> What you will do: Reproduce only the data below from the line with "camouflage pattern fabric." to the line with "x=127 y=178", substituting "marker" for each occurrence of "pointer" and leaving everything else unchanged.

> Rows from a dataset:
:::::

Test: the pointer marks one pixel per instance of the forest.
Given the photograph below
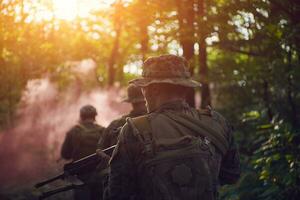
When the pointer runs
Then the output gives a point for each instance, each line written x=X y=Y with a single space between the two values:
x=245 y=53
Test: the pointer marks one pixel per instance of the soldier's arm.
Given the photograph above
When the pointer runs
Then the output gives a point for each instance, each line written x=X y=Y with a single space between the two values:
x=67 y=147
x=230 y=165
x=122 y=177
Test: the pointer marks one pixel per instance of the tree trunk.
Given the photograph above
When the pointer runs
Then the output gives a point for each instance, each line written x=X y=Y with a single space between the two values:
x=186 y=18
x=290 y=92
x=115 y=50
x=143 y=23
x=203 y=70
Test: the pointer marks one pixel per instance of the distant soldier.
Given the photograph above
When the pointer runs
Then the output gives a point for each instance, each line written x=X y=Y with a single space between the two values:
x=136 y=98
x=81 y=141
x=175 y=152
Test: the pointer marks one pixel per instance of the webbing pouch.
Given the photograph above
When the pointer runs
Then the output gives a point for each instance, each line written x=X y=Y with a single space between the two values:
x=142 y=129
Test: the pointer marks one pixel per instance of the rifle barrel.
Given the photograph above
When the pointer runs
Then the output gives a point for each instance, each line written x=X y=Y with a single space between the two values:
x=58 y=190
x=40 y=184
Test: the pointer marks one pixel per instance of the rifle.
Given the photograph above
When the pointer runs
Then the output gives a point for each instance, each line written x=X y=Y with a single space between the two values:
x=78 y=167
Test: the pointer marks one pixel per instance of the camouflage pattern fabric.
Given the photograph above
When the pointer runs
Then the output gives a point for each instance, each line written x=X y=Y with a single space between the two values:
x=169 y=69
x=127 y=178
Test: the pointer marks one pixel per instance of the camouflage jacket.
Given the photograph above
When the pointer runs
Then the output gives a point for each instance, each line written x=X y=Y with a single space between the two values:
x=111 y=133
x=125 y=179
x=72 y=147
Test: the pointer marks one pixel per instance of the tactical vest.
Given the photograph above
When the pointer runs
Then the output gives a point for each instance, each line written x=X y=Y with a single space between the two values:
x=86 y=141
x=182 y=170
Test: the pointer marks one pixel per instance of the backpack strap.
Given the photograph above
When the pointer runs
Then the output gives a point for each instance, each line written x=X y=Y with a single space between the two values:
x=202 y=129
x=142 y=129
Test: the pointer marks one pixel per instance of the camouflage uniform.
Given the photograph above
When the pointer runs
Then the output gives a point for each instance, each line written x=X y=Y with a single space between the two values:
x=80 y=141
x=174 y=152
x=110 y=134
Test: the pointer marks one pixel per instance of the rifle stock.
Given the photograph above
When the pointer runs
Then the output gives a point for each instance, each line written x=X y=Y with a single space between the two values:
x=78 y=167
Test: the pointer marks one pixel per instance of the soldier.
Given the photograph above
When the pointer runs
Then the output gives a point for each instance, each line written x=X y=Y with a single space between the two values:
x=81 y=140
x=175 y=151
x=135 y=97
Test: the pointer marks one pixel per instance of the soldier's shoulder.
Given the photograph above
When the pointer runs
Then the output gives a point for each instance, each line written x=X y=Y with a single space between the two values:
x=99 y=127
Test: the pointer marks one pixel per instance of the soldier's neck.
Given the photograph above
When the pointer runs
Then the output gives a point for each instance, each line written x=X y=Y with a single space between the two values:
x=162 y=101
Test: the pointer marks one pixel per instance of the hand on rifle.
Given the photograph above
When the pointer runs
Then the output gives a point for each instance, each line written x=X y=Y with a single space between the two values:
x=104 y=159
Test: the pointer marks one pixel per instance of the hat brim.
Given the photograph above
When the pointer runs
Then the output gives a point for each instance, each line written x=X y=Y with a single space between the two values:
x=144 y=82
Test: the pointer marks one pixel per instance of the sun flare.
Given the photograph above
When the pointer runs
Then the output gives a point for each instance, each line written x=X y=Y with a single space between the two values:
x=70 y=9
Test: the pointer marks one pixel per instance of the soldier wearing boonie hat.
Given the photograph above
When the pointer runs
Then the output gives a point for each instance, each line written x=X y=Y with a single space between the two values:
x=166 y=69
x=175 y=151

:::::

> Task result:
Test: the marker marks one pixel per instance of the camouflage pattern fabric.
Given the photograph above
When the marker runs
Then the output gives a point for each instance, each line written x=X y=Y with a single space between the two values:
x=169 y=69
x=127 y=178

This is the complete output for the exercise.